— start EXCERPT —
Income taxes are provided in accordance with the FASB Accounting Standards (ASC 740), Accounting for Income Tax. A deferred tax asset or liability is recorded for all temporary differences between financial and tax reporting and net operating loss carry forwards. Any deferred tax expense (benefit) resulting from the net change during the year is shown as deferred tax assets and liabilities. Deferred tax assets are reduced by a valuation allowance when, in the opinion of management, it was more likely than not that some portion or all of the deferred tax assets will not be realized. Deferred tax assets and liabilities are adjusted for the effects of changes in tax laws and rates on the date of enactment.

 

Basic and Diluted Net Income (Loss) Per Share

Net income (loss) per unit is calculated in accordance with Codification topic 260, “Earnings per Share” for the periods presented. Basic net loss per share is computed using the weighted average number of common shares outstanding. Diluted loss per share has not been presented because the shares of common stock equivalents have not been included in the per share calculations as such inclusion would be anti-dilutive. Diluted earnings per share is based on the assumption that all dilutive stock options, warrants and convertible debt are converted or exercised applying the treasury stock method. Under this method, options, warrants and convertible debt are assumed exercised at the beginning of the period (or at the time of issuance, if later), and as if funds obtained thereby were used to purchase shares of common stock at the average market price during the period. Options, warrants and/or convertible debt will have a dilutive effect during periods of net profit only when the average market price of the units during the period exceeds the exercise or conversion price of the items.

 

Stock Based Compensation

Codification topic 718 “Stock Compensation” requires that the cost resulting from all share-based transactions be recorded in the financial statements and establishes fair value as the measurement objective for share-based payment


F-8


transactions with employees and acquired goods or services from non-employees. The codification also provides guidance on valuing and expensing these awards, as well as disclosure requirements of these equity arrangements. The Company adopted the codification upon creation of the Company and will expense share-based costs in the period incurred. The Company has not yet adopted a stock option plan and all share-based transactions and share based compensation has been expensed in accordance with the codification guidance.
— end EXCERPT —
— start LISTED RECORDS —
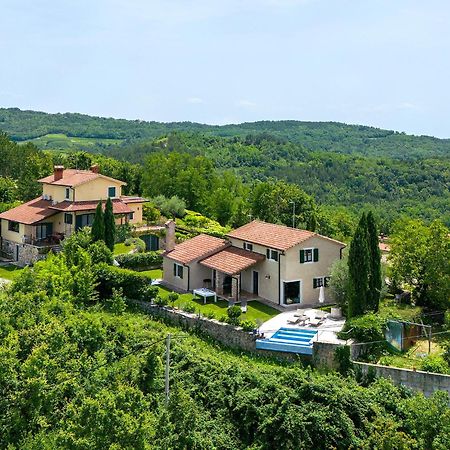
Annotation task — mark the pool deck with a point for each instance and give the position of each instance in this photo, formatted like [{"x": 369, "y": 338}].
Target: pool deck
[{"x": 326, "y": 332}]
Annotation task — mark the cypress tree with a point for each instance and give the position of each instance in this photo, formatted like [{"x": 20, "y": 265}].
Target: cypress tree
[
  {"x": 373, "y": 298},
  {"x": 98, "y": 225},
  {"x": 358, "y": 266},
  {"x": 110, "y": 225}
]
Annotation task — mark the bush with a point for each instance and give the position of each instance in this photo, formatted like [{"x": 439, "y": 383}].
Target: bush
[
  {"x": 435, "y": 363},
  {"x": 366, "y": 328},
  {"x": 161, "y": 301},
  {"x": 234, "y": 313},
  {"x": 248, "y": 325},
  {"x": 124, "y": 232},
  {"x": 100, "y": 253},
  {"x": 139, "y": 260},
  {"x": 134, "y": 285}
]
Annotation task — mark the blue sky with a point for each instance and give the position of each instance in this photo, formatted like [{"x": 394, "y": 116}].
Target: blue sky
[{"x": 373, "y": 62}]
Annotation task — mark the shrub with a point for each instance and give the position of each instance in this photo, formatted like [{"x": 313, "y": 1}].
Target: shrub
[
  {"x": 248, "y": 325},
  {"x": 133, "y": 284},
  {"x": 172, "y": 298},
  {"x": 124, "y": 232},
  {"x": 367, "y": 328},
  {"x": 100, "y": 253},
  {"x": 234, "y": 313},
  {"x": 189, "y": 308},
  {"x": 139, "y": 260},
  {"x": 435, "y": 363},
  {"x": 161, "y": 301}
]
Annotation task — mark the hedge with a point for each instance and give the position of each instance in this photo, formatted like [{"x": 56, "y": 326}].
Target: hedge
[
  {"x": 139, "y": 260},
  {"x": 133, "y": 284}
]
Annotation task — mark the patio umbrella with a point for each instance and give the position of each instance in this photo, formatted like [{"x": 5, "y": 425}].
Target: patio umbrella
[{"x": 321, "y": 294}]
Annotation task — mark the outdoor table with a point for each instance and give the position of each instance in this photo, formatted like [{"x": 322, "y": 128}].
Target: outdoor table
[{"x": 205, "y": 293}]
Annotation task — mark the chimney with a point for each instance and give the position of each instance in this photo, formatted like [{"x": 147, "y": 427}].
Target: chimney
[
  {"x": 58, "y": 172},
  {"x": 170, "y": 235}
]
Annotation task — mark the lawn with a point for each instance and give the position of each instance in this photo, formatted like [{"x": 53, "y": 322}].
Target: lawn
[
  {"x": 10, "y": 272},
  {"x": 256, "y": 311}
]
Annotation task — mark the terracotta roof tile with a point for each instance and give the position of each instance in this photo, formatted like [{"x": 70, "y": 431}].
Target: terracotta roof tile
[
  {"x": 232, "y": 260},
  {"x": 271, "y": 235},
  {"x": 199, "y": 246},
  {"x": 75, "y": 177},
  {"x": 119, "y": 207},
  {"x": 30, "y": 212}
]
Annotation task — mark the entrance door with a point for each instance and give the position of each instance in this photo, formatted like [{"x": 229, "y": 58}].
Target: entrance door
[{"x": 255, "y": 282}]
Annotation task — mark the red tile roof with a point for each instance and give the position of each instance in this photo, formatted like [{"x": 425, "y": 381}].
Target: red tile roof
[
  {"x": 75, "y": 177},
  {"x": 279, "y": 237},
  {"x": 232, "y": 260},
  {"x": 119, "y": 207},
  {"x": 30, "y": 212},
  {"x": 196, "y": 248}
]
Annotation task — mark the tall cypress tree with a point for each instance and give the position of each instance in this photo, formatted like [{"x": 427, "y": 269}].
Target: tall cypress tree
[
  {"x": 110, "y": 225},
  {"x": 373, "y": 298},
  {"x": 98, "y": 225},
  {"x": 358, "y": 266}
]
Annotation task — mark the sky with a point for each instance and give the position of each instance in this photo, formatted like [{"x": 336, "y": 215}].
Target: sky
[{"x": 382, "y": 63}]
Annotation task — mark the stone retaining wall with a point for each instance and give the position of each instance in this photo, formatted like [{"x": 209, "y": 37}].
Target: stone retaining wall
[{"x": 417, "y": 380}]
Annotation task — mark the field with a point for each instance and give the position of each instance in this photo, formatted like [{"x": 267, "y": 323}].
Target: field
[{"x": 68, "y": 143}]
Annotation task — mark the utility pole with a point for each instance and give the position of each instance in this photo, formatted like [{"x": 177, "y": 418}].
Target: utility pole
[
  {"x": 167, "y": 368},
  {"x": 293, "y": 214}
]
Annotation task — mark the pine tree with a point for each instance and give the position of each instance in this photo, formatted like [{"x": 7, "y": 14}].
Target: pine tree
[
  {"x": 98, "y": 225},
  {"x": 110, "y": 225},
  {"x": 358, "y": 266},
  {"x": 373, "y": 298}
]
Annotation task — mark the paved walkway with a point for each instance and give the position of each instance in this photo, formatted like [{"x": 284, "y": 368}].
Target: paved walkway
[{"x": 326, "y": 331}]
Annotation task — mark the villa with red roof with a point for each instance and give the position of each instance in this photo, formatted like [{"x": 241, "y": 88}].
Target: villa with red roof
[
  {"x": 280, "y": 264},
  {"x": 68, "y": 202}
]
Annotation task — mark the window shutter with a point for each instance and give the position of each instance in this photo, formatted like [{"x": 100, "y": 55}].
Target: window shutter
[
  {"x": 316, "y": 254},
  {"x": 302, "y": 256}
]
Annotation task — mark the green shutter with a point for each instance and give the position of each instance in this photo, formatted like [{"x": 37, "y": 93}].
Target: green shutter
[
  {"x": 316, "y": 254},
  {"x": 302, "y": 256}
]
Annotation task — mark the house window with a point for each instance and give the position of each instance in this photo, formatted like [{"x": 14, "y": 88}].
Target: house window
[
  {"x": 309, "y": 255},
  {"x": 68, "y": 218},
  {"x": 319, "y": 282},
  {"x": 13, "y": 226},
  {"x": 272, "y": 254},
  {"x": 178, "y": 270}
]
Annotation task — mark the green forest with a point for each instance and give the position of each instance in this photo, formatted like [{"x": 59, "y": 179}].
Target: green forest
[
  {"x": 80, "y": 370},
  {"x": 343, "y": 168}
]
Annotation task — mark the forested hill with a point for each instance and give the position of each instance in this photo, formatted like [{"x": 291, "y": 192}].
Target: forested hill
[{"x": 98, "y": 133}]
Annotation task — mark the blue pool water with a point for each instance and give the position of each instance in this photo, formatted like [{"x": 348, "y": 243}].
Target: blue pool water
[{"x": 292, "y": 340}]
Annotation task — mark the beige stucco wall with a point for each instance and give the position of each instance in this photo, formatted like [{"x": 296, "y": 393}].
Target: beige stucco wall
[
  {"x": 57, "y": 193},
  {"x": 137, "y": 208},
  {"x": 329, "y": 252},
  {"x": 180, "y": 283},
  {"x": 96, "y": 189}
]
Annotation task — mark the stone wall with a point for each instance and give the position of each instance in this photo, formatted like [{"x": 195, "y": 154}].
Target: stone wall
[
  {"x": 425, "y": 382},
  {"x": 228, "y": 335}
]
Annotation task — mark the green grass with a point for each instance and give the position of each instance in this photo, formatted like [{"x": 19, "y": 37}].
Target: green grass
[
  {"x": 122, "y": 248},
  {"x": 10, "y": 272},
  {"x": 255, "y": 310}
]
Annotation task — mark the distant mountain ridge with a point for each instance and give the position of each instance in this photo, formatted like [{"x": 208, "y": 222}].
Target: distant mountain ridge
[{"x": 329, "y": 136}]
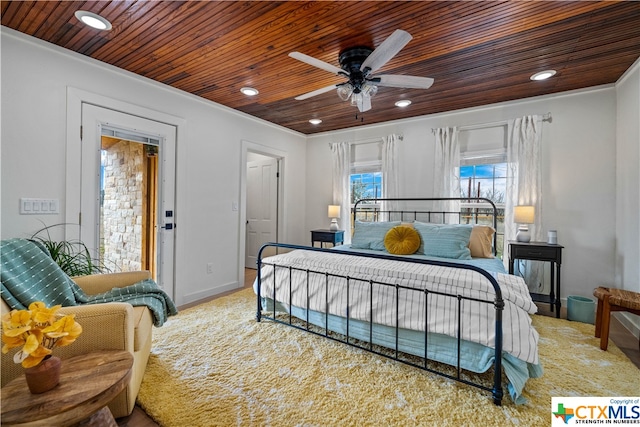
— end LISTED RECORDS —
TASK SET:
• A. Summarize the accounting-policy excerpt in three sentences.
• B. Carry the accounting-policy excerpt forward from its final sentence.

ANSWER LIST:
• A. Income taxes are provided under ASC 740, with a deferred tax asset or liability recorded for all temporary differences between financial and tax reporting and for net operating loss carryforwards, and deferred tax assets are reduced by a valuation allowance when management judges it more likely than not that some or all of them will not be realized. Basic net loss per share is computed using the weighted average number of common shares outstanding, and diluted loss per share has not been presented because including common stock equivalents would be anti-dilutive. Under Codification topic 718, the Company records the cost of all share-based transactions at fair value, expenses share-based costs in the period incurred, and has not yet adopted a stock option plan.

• B.
 

Convertible Instruments

The Company evaluates and accounts for conversion options embedded in its convertible instruments in accordance with professional standards for “Accounting for Derivative Instruments and Hedging Activities”. Professional standards generally provide three criteria that, if met, require companies to bifurcate conversion options from their host instruments and account for them as free standing derivative financial instruments. These three criteria include circumstances in which (a) the economic characteristics and risks of the embedded derivative instruments are not clearly and closely related to the economic characteristics and risks of the host contract, (b) the hybrid instrument that embodies both the embedded derivative instrument and the host contract is not re- measured at fair value under otherwise applicable generally accepted accounting principles with changes in fair value reported in earnings as they occur, and (c) a separate instrument with the same terms as the embedded derivative instrument would be considered a derivative instrument. Professional standards also provide an exception to this rule when the host instrument is deemed to be conventional as defined under professional standards as “The Meaning of Conventional Convertible Debt Instrument”.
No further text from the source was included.